= Items from a data source =
————————

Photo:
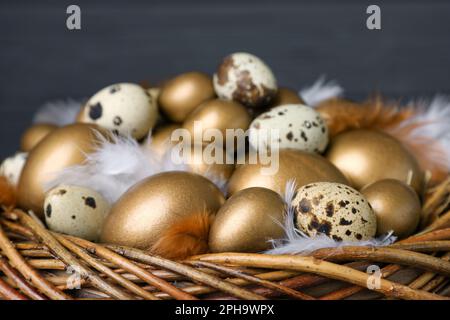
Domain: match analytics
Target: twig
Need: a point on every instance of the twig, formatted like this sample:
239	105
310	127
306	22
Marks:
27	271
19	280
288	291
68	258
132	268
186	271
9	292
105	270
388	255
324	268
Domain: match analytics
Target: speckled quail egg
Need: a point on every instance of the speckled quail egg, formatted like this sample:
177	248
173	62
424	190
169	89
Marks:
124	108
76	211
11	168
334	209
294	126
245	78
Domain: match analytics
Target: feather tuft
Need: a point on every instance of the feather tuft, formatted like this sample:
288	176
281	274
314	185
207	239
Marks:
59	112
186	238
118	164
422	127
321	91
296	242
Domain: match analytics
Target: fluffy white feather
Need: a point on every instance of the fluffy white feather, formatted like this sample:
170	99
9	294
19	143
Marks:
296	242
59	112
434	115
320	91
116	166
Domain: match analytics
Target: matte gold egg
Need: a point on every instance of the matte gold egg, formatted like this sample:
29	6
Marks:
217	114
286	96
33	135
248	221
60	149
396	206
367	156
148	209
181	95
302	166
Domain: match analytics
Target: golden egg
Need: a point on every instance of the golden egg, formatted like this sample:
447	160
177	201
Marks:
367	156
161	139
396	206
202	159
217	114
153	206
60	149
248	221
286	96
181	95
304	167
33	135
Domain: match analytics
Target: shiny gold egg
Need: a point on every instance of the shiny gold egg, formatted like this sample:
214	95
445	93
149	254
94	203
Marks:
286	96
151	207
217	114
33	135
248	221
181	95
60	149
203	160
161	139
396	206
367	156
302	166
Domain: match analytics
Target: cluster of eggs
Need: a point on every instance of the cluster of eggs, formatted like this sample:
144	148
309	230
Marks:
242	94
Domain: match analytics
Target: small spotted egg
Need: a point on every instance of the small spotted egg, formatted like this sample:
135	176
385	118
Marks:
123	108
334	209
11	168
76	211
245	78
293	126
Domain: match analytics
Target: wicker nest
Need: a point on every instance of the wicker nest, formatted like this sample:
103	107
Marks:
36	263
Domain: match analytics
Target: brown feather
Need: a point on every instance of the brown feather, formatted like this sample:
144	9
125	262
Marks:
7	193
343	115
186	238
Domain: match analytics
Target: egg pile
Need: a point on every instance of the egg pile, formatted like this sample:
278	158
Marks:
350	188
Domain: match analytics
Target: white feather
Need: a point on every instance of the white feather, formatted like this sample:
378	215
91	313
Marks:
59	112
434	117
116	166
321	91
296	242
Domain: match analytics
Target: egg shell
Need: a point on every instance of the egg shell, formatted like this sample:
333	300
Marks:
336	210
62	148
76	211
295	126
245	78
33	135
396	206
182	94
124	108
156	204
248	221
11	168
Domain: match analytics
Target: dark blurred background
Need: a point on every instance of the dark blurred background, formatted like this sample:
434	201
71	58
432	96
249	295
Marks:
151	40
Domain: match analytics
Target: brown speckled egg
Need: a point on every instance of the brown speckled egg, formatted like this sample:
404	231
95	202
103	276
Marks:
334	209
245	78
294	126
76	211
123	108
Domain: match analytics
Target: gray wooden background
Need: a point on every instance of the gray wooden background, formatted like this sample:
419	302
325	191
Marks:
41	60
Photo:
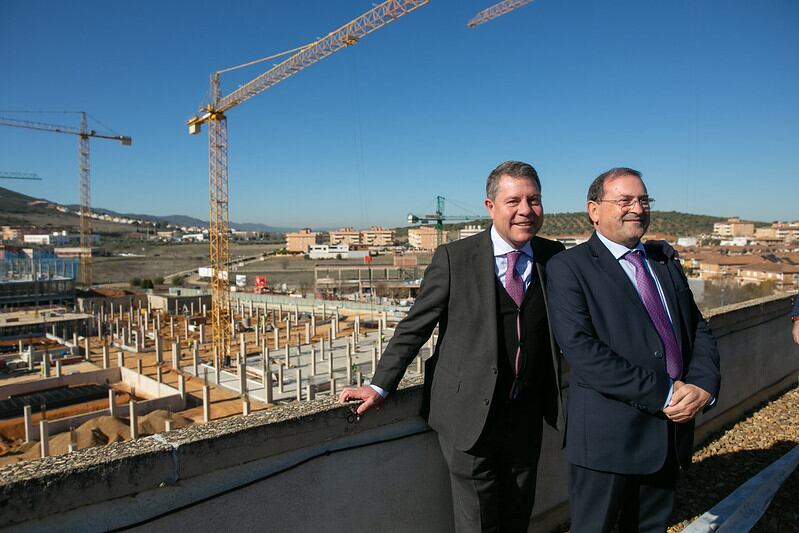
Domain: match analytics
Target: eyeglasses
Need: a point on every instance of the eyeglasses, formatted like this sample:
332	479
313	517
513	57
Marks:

————————

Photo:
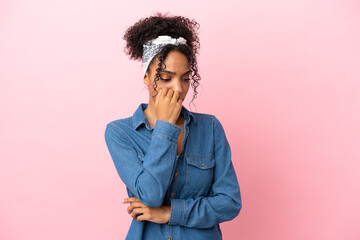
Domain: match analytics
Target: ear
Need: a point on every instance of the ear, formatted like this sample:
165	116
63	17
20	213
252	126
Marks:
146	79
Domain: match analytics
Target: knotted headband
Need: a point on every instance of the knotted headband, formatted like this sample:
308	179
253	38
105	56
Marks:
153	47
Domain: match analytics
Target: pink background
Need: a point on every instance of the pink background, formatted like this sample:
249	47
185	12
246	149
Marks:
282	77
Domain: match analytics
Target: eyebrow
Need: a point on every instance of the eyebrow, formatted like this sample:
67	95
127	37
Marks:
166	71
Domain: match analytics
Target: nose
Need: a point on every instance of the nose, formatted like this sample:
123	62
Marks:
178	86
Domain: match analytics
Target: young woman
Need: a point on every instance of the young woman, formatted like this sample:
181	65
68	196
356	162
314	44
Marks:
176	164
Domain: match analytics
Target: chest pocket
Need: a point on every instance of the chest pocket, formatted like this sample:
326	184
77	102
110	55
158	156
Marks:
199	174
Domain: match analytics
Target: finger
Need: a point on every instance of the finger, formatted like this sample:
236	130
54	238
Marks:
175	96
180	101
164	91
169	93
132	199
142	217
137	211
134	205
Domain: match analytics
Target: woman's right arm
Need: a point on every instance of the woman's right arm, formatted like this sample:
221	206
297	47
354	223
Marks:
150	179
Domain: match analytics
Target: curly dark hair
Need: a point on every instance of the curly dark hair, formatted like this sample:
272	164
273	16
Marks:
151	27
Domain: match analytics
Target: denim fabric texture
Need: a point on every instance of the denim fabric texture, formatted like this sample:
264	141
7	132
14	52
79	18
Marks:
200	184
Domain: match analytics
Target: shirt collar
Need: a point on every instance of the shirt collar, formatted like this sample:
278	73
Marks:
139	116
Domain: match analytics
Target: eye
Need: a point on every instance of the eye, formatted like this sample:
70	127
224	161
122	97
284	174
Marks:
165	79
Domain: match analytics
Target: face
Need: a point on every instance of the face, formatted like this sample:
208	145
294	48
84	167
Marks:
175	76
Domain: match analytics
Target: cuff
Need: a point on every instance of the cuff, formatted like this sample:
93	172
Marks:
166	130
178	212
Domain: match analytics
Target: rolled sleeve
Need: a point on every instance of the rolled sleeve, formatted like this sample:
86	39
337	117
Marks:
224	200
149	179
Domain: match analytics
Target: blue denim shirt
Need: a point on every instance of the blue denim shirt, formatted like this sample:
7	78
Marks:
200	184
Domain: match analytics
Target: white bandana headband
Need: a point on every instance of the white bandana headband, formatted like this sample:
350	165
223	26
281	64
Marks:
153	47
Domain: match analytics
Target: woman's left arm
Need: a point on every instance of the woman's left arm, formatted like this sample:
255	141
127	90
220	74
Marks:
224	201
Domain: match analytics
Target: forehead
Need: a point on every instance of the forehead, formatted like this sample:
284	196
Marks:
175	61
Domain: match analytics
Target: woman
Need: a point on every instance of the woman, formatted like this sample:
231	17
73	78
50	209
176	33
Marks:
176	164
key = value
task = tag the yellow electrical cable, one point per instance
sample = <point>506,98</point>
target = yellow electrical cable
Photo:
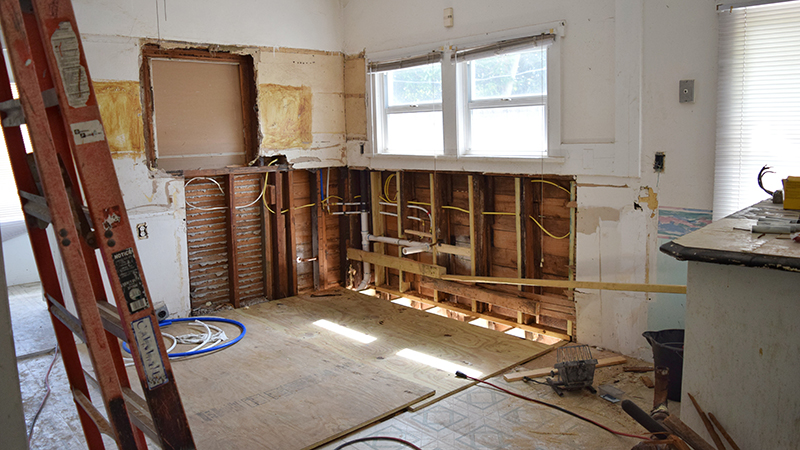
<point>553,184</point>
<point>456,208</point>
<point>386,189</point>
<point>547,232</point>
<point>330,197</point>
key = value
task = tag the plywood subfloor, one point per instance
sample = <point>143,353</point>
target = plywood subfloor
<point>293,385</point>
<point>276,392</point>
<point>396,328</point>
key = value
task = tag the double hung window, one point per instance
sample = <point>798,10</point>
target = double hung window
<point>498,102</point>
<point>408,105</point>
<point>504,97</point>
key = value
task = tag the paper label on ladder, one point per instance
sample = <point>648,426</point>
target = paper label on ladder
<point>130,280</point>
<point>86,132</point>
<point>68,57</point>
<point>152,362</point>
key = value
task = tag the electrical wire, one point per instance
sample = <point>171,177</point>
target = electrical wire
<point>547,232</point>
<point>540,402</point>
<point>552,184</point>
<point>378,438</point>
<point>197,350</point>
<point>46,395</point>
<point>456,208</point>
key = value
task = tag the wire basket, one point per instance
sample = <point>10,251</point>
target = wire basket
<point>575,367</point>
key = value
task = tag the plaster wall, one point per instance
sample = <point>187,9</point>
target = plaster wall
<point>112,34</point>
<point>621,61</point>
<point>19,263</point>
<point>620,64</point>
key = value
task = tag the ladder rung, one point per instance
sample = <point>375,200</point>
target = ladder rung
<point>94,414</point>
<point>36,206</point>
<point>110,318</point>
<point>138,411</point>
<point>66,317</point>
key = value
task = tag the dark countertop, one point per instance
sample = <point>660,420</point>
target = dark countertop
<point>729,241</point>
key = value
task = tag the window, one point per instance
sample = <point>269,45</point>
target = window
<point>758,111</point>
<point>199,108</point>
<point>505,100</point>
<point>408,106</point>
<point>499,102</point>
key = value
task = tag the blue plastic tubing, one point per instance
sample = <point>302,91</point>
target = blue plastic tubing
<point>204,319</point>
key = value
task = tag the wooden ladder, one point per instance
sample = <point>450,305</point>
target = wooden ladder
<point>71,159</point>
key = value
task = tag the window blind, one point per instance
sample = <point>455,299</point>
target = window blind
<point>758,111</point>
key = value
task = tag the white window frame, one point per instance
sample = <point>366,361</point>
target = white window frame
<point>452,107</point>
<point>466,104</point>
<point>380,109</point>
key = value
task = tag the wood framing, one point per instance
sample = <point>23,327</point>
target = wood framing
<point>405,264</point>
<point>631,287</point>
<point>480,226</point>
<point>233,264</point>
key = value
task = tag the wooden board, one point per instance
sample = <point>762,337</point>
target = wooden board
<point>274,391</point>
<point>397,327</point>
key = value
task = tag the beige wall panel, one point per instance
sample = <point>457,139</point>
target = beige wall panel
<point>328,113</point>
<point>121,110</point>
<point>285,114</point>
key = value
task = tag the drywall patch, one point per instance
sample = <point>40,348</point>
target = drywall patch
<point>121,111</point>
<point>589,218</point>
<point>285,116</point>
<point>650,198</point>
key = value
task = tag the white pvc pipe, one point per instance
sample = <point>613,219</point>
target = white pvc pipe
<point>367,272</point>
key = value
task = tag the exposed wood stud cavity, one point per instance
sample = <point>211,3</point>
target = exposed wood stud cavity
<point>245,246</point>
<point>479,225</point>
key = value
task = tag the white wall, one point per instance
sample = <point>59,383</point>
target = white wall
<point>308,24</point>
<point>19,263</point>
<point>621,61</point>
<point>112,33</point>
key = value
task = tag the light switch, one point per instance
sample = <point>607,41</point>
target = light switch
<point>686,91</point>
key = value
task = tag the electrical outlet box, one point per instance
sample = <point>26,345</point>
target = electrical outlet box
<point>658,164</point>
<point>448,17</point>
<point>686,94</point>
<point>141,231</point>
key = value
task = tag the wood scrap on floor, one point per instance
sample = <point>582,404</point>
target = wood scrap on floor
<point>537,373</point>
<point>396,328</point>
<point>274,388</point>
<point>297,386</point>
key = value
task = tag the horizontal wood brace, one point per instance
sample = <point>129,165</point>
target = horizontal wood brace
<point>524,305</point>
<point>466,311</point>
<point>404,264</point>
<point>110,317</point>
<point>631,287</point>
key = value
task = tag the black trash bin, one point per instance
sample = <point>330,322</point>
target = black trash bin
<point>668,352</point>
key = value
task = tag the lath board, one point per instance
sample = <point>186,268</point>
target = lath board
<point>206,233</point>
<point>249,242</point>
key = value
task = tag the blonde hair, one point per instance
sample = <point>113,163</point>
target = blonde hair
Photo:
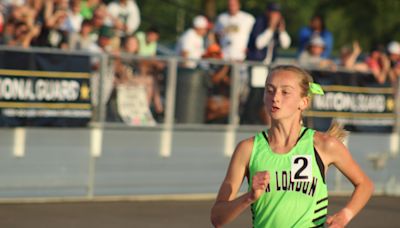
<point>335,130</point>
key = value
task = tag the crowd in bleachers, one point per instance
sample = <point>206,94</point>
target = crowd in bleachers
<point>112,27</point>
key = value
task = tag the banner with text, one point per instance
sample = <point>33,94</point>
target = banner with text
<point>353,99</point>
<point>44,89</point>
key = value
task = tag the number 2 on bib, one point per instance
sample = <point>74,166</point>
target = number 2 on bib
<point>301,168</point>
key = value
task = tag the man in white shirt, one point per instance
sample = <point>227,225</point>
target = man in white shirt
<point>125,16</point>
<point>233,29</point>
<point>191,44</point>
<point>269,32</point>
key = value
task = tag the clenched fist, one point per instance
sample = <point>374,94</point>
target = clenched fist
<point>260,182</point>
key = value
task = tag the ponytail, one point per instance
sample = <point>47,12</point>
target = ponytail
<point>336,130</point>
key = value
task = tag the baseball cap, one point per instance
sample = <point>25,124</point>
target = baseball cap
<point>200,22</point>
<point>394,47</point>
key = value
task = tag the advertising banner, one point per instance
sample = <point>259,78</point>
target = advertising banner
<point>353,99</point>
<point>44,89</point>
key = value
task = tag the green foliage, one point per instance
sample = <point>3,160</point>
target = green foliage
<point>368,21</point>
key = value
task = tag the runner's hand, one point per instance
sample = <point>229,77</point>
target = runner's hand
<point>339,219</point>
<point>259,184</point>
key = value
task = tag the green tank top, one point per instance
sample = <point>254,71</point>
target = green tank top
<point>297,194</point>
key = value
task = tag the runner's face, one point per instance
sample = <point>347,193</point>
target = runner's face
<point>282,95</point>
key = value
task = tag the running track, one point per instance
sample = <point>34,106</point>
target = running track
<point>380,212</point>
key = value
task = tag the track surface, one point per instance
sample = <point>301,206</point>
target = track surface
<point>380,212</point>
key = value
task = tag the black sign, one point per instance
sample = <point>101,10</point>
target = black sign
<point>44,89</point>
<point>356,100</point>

————————

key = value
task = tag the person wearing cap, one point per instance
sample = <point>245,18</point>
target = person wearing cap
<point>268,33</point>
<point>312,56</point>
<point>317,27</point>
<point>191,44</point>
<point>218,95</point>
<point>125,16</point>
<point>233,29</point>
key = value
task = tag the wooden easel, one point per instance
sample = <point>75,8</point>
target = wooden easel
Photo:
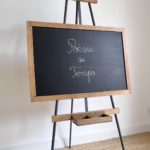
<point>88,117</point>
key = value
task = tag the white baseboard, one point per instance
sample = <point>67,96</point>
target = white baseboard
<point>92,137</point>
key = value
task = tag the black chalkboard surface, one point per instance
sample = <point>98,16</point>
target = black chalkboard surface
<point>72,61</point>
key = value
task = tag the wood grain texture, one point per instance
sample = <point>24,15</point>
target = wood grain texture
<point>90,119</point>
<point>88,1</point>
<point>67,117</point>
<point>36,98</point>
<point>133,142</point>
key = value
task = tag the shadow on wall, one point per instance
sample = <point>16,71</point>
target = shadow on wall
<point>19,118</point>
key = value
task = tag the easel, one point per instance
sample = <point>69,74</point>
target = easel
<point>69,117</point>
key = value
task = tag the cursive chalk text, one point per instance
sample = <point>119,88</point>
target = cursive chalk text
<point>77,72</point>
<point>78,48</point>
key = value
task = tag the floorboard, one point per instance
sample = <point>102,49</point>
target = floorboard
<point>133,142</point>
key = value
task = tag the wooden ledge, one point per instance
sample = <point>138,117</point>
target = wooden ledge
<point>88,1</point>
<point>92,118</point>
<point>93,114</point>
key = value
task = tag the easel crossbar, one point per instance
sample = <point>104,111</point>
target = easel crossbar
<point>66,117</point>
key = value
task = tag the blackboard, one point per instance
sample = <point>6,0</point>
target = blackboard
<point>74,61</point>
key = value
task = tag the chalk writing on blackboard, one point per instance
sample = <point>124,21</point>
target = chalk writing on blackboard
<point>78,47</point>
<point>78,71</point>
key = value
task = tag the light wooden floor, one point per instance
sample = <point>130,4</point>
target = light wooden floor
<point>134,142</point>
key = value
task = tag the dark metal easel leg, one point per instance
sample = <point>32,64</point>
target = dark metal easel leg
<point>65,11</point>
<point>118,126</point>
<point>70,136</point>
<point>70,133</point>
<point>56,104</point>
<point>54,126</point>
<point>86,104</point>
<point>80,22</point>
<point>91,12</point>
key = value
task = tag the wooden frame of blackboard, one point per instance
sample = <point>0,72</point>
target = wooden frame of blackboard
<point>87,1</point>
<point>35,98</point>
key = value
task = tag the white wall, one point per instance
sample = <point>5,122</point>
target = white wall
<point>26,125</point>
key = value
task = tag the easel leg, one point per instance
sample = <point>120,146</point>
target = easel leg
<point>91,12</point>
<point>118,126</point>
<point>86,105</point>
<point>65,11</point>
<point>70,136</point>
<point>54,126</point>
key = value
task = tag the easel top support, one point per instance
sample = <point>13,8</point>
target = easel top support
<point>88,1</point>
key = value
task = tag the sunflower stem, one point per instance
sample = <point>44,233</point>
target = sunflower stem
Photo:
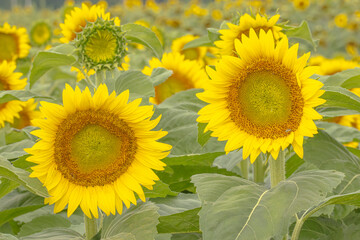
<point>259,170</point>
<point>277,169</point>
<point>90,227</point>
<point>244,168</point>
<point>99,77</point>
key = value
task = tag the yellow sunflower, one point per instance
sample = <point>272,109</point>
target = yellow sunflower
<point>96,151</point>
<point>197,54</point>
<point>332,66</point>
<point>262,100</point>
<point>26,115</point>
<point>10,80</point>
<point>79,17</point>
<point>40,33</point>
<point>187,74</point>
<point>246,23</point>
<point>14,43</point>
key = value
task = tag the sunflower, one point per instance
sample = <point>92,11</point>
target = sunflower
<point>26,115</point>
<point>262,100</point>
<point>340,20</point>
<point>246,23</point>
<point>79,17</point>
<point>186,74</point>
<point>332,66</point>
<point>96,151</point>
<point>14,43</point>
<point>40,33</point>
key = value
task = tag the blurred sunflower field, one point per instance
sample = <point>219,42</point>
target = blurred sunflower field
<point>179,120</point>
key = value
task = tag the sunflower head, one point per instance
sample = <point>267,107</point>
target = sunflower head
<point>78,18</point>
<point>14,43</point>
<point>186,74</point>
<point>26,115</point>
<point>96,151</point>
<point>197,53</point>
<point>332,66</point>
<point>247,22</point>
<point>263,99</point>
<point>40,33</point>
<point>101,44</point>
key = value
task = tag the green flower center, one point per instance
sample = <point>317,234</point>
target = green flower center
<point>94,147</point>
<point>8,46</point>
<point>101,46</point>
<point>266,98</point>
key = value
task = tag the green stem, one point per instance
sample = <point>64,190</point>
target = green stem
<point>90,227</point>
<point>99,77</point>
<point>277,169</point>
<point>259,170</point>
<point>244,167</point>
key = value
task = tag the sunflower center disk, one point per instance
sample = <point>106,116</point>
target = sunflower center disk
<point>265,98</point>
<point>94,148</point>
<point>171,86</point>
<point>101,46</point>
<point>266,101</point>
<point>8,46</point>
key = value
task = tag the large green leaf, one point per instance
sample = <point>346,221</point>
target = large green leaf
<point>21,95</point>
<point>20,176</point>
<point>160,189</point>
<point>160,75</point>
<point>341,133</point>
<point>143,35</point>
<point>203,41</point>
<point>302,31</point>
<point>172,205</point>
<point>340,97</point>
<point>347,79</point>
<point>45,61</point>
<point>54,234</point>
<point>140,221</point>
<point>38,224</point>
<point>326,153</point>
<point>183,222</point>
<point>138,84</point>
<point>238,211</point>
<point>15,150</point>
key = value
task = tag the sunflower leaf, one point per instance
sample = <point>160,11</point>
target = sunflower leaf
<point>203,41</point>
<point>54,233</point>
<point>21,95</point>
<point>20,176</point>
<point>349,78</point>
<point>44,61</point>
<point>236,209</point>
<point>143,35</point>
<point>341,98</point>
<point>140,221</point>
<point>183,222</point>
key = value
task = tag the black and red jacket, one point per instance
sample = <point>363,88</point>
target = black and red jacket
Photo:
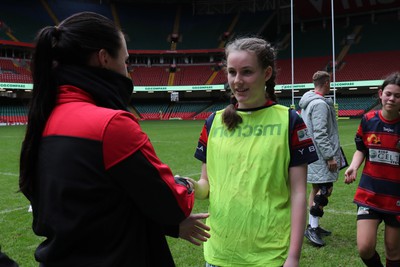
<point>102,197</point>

————————

= ASSIGNMENT =
If a line in the records above has the word "brown", copy it out.

= WRITTEN RESPONSE =
Target: brown feather
Need: a point on every instance of the brown feather, formatted like this sample:
Target: brown speckled egg
Need: a point on every instance of the brown speckled egg, formatted like this sample:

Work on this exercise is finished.